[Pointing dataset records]
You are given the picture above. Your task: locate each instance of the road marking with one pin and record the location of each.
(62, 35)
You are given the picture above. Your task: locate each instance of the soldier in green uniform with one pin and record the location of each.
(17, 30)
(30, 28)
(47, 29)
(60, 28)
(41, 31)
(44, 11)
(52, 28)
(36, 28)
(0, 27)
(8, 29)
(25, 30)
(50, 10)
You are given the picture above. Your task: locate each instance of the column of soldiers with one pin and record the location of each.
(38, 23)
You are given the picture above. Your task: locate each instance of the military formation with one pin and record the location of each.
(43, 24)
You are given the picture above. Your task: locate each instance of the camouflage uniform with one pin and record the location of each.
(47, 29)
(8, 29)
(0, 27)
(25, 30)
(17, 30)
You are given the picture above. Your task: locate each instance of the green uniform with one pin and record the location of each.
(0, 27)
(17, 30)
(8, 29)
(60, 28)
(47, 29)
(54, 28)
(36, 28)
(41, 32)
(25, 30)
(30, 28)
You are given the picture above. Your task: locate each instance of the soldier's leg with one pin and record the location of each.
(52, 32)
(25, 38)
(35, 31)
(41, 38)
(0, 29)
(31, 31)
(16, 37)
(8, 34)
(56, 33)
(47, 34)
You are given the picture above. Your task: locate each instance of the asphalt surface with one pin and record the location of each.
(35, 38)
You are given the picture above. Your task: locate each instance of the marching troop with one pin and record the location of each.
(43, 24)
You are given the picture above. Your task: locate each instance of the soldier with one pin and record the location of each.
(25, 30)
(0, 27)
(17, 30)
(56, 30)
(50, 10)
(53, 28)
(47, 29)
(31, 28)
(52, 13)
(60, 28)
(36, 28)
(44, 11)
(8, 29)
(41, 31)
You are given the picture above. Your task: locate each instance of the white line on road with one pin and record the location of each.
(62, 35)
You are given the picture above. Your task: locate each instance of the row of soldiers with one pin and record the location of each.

- **TASK REQUIREMENTS**
Arrange the lines of the material above as a numbered list, starting at the line that contains "of the column" and ending at the last line of the material. Leave out any blank lines.

- **RESULT**
1. You are given the picture above. Your task: locate each instance of the column of soldiers with one pin and record the location of each.
2. (38, 23)
3. You are given the picture above. Your task: locate each instance of the military formation with one pin and record the location of each.
4. (43, 24)
5. You are given the picture above. Your task: locate each instance of the camouflage uniform with one pin and record the location of each.
6. (47, 29)
7. (8, 29)
8. (0, 27)
9. (25, 30)
10. (17, 30)
11. You are given the picture above. Your task: locate each instance of the green uniform with one pin and record the location of each.
12. (0, 27)
13. (17, 30)
14. (8, 29)
15. (60, 28)
16. (47, 29)
17. (54, 28)
18. (36, 28)
19. (41, 32)
20. (25, 30)
21. (30, 28)
22. You are given the picture above. Your task: locate each instance of the soldier's leg with one pin and record the location of each.
23. (52, 32)
24. (25, 38)
25. (35, 31)
26. (41, 38)
27. (0, 29)
28. (31, 31)
29. (16, 37)
30. (8, 34)
31. (56, 33)
32. (47, 34)
33. You are given the picture above. Your task: locate each instance of the asphalt surface with one pin and record the location of each.
34. (35, 38)
35. You are given the picture above. Your task: locate each instance of the marching troop with one pin and record the location of each.
36. (43, 24)
37. You are given the picture above. Your task: locate each instance of the soldier with one pin and record the location of each.
38. (25, 30)
39. (0, 27)
40. (17, 30)
41. (56, 30)
42. (50, 10)
43. (53, 28)
44. (47, 29)
45. (31, 28)
46. (52, 13)
47. (60, 28)
48. (36, 28)
49. (44, 11)
50. (8, 29)
51. (41, 31)
52. You are given the picture above. Your task: locate each instance of the white line on road with one pin and record the location of each.
53. (62, 35)
54. You are given the picture above. Your task: locate each instance of the row of soldiers with one pin and record the location of each.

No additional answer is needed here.